--- Begin INPUT DATA ---

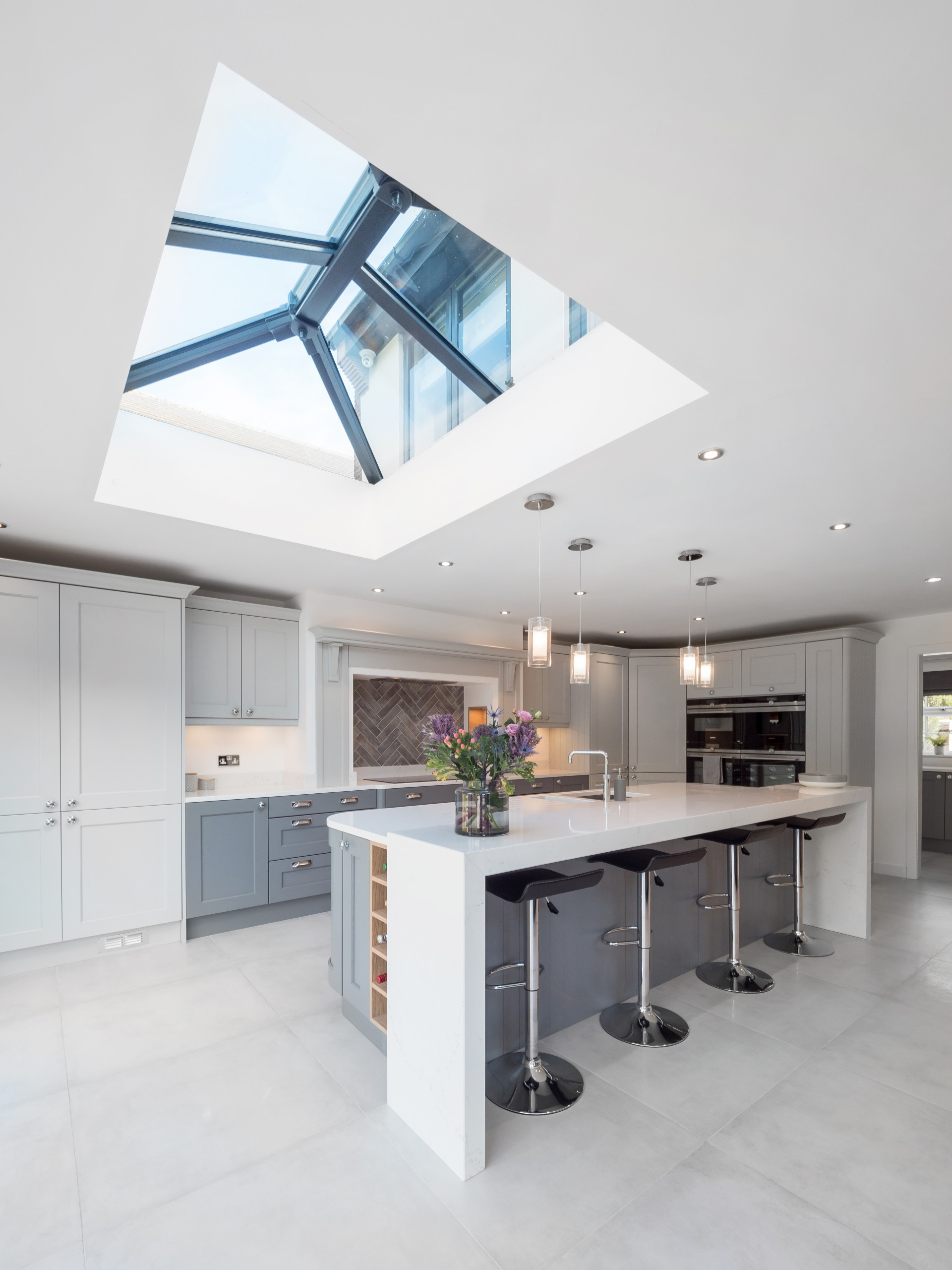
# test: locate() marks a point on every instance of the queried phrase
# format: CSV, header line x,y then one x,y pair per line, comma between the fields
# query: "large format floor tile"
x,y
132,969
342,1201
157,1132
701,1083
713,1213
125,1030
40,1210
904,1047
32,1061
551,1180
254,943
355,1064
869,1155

--- End INPUT DATA ---
--- Begin INPUT DATA ---

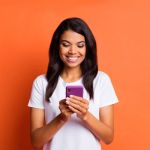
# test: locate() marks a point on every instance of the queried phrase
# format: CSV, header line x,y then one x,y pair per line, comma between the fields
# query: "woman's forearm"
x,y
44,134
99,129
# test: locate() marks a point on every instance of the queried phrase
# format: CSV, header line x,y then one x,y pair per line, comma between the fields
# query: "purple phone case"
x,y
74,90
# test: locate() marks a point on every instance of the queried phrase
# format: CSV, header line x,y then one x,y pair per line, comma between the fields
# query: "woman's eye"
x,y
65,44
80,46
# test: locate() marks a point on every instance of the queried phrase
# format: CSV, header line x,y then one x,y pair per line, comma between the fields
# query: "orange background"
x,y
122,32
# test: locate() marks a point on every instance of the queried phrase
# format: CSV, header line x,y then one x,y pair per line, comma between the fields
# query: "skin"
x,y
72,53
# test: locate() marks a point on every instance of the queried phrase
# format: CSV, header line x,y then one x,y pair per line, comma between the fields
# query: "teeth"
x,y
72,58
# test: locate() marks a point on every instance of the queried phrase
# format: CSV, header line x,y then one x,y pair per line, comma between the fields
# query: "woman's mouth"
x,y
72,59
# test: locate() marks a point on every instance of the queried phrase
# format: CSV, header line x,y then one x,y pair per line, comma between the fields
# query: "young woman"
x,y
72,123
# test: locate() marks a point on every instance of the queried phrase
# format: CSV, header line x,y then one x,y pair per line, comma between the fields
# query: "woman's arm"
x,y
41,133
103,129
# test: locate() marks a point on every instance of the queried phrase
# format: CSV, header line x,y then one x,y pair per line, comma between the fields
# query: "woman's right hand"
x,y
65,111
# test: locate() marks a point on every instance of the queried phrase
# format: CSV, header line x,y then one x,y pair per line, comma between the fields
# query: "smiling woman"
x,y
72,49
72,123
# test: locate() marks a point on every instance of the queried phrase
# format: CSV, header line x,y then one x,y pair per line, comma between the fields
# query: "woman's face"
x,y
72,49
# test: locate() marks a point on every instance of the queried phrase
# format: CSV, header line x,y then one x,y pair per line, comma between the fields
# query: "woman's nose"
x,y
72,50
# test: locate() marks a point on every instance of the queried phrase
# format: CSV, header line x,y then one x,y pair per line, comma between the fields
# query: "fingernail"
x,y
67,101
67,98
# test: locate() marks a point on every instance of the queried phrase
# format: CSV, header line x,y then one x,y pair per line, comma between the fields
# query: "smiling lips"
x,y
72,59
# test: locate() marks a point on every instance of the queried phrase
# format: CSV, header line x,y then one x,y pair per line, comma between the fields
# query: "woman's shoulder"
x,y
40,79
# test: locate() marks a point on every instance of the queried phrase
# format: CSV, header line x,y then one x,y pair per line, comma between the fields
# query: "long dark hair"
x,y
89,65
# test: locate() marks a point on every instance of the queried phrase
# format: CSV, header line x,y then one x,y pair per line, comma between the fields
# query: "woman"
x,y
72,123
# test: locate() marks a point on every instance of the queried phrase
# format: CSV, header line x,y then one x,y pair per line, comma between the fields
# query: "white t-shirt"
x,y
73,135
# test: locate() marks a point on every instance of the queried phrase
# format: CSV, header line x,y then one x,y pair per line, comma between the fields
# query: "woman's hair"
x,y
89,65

--- End INPUT DATA ---
--- Begin INPUT DATA ---

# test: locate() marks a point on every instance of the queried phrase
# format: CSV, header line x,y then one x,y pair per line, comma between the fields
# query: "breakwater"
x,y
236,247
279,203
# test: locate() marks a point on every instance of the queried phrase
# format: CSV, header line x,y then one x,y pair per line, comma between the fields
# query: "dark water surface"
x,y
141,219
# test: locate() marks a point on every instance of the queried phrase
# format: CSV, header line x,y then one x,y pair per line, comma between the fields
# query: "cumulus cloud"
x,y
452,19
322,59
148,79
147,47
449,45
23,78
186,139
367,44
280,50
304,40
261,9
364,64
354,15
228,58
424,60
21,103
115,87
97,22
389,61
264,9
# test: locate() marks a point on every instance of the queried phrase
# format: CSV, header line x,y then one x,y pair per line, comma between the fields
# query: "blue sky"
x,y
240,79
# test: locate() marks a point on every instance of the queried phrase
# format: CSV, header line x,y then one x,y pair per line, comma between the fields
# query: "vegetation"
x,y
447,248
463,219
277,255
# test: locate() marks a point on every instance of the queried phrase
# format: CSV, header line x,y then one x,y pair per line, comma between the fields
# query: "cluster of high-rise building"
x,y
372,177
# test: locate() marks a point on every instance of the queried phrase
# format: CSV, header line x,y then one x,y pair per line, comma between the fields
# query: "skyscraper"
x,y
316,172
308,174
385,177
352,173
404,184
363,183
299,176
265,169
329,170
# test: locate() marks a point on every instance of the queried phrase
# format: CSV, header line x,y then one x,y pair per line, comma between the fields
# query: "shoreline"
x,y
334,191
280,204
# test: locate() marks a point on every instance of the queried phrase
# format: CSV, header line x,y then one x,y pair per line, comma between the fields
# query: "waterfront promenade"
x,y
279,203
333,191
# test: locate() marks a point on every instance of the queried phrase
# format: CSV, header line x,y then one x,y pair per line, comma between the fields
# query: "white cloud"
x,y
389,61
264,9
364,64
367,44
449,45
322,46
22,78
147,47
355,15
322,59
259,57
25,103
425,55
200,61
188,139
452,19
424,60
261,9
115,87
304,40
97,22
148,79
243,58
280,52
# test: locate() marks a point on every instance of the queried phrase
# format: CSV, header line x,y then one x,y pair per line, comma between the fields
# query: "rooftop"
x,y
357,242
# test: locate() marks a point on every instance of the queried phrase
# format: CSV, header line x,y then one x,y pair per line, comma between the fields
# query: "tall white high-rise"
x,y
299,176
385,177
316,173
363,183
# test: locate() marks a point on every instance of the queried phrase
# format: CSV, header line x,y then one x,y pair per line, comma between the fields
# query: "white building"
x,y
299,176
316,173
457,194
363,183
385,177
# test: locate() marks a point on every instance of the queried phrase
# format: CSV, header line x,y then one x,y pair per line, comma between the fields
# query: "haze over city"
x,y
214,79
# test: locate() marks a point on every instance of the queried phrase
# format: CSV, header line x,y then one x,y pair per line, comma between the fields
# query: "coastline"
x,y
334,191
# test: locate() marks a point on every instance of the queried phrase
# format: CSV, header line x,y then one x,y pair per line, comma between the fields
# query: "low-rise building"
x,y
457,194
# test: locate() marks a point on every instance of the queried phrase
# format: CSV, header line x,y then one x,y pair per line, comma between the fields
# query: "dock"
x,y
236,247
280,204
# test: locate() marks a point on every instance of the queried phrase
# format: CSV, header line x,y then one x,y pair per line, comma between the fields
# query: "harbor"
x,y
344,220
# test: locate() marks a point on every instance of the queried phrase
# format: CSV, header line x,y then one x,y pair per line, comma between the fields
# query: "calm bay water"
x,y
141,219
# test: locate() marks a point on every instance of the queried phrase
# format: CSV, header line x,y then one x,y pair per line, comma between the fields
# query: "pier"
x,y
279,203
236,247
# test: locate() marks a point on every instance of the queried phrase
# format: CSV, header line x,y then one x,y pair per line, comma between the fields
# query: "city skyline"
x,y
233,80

--- End INPUT DATA ---

• WHAT IS ASKED
Collect every line of the listing above in which the string "rise" appears, treating uppercase and lowercase letters as different.

• SOLVED PROBLEM
# query: "cluster of high-rise building"
# query: "tall white high-rise"
# query: "low-rise building"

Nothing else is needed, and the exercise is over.